Find the line with "<point>173,99</point>" in the records below. Copy it and every line after it, up to and including the line with "<point>200,82</point>".

== SOURCE MATERIAL

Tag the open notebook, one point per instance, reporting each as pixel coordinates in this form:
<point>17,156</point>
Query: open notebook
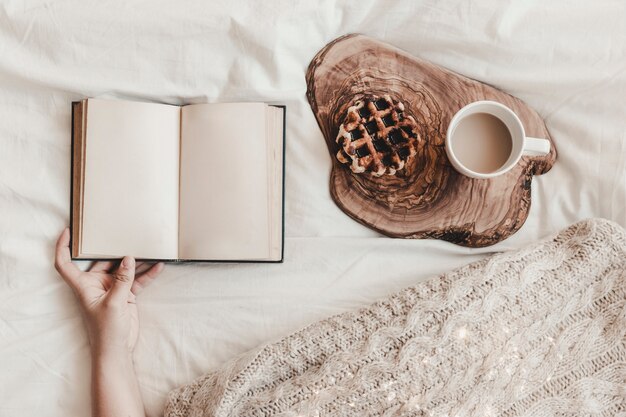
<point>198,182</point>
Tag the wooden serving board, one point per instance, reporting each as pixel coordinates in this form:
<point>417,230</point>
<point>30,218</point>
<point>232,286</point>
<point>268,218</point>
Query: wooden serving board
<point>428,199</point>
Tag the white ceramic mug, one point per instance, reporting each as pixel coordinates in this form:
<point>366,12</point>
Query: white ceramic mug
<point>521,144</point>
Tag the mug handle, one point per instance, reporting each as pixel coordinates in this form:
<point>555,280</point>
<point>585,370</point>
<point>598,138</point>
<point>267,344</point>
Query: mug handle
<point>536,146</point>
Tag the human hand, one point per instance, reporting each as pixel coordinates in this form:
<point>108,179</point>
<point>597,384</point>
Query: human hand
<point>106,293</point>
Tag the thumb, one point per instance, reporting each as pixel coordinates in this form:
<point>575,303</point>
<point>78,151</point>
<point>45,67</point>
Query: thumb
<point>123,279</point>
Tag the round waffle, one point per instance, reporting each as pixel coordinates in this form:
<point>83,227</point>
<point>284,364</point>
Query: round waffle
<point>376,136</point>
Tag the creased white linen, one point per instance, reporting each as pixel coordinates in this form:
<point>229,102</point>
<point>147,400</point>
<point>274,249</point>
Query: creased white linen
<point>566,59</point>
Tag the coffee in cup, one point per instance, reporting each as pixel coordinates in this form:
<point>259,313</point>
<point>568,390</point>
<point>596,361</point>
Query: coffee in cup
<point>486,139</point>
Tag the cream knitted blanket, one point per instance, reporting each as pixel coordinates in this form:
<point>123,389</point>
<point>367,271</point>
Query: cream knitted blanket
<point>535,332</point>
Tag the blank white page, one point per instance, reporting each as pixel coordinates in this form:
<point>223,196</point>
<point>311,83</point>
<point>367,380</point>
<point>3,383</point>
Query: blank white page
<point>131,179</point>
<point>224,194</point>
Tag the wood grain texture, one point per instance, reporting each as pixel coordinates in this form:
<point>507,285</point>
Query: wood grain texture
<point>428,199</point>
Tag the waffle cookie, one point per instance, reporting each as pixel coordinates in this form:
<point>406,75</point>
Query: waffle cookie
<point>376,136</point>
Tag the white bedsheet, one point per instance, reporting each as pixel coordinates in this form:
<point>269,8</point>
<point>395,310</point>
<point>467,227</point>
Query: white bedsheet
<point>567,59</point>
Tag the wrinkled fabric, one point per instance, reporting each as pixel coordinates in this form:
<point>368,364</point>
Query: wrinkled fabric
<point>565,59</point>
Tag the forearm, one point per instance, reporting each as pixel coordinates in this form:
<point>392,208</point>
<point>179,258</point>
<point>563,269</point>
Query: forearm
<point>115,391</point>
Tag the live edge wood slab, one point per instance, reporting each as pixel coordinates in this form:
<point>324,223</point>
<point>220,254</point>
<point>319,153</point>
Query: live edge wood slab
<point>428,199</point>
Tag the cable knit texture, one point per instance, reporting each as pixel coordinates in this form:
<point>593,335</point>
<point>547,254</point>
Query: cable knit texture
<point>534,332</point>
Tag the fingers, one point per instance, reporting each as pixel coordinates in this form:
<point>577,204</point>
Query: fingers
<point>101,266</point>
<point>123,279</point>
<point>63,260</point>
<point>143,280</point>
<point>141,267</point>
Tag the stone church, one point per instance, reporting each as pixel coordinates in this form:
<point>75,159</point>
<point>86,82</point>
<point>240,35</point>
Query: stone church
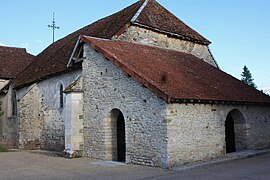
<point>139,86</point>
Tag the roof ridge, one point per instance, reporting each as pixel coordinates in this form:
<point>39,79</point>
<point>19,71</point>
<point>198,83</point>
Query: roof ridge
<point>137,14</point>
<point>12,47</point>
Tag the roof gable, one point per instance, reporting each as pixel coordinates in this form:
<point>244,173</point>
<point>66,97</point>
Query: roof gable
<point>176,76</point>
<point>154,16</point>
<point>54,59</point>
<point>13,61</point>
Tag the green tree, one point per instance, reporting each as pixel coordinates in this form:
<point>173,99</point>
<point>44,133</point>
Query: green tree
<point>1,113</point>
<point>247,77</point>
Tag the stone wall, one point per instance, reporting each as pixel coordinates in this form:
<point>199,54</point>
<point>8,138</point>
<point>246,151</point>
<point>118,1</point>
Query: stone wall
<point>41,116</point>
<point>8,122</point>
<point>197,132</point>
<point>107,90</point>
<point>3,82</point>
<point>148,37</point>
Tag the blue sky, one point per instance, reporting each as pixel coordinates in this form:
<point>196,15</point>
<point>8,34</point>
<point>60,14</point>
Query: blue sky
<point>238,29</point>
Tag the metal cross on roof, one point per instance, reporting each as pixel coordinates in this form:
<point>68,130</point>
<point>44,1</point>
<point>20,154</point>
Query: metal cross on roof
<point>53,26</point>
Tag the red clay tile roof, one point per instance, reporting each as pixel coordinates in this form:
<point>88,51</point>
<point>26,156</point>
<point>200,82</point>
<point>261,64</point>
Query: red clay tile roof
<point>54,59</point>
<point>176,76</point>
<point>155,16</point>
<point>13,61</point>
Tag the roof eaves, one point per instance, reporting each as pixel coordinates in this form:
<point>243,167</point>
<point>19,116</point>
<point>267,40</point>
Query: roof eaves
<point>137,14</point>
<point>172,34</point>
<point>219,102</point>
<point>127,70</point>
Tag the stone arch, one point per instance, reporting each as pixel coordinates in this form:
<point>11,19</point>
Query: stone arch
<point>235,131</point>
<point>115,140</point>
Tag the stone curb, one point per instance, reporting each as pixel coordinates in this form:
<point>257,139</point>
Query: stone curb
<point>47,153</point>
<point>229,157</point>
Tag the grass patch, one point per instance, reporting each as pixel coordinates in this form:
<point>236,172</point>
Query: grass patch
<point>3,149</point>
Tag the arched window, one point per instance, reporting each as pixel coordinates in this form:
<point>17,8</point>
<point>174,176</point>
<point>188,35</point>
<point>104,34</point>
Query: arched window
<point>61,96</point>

====

RESULT OF THIS TASK
<point>173,99</point>
<point>44,133</point>
Query: green tree
<point>1,113</point>
<point>247,77</point>
Tag the stone wall, one point per instance, reporting each as pixel coordinates in this form:
<point>199,54</point>
<point>8,138</point>
<point>246,151</point>
<point>118,1</point>
Query: stone wall
<point>41,116</point>
<point>8,122</point>
<point>197,132</point>
<point>107,90</point>
<point>3,82</point>
<point>148,37</point>
Tag the blue sky, one point per instance, reporting each as pixel coordinates in this form:
<point>196,15</point>
<point>8,34</point>
<point>60,14</point>
Query: blue sky
<point>238,29</point>
Tag the metal cross on roof, one point per instance, reporting each as pixel coordinates in this form:
<point>68,130</point>
<point>44,1</point>
<point>20,154</point>
Query: metal cross on roof
<point>53,26</point>
Tag the red clay tile roof, one point per instance, reporting each as pixel coordinates in this form:
<point>88,51</point>
<point>26,156</point>
<point>200,82</point>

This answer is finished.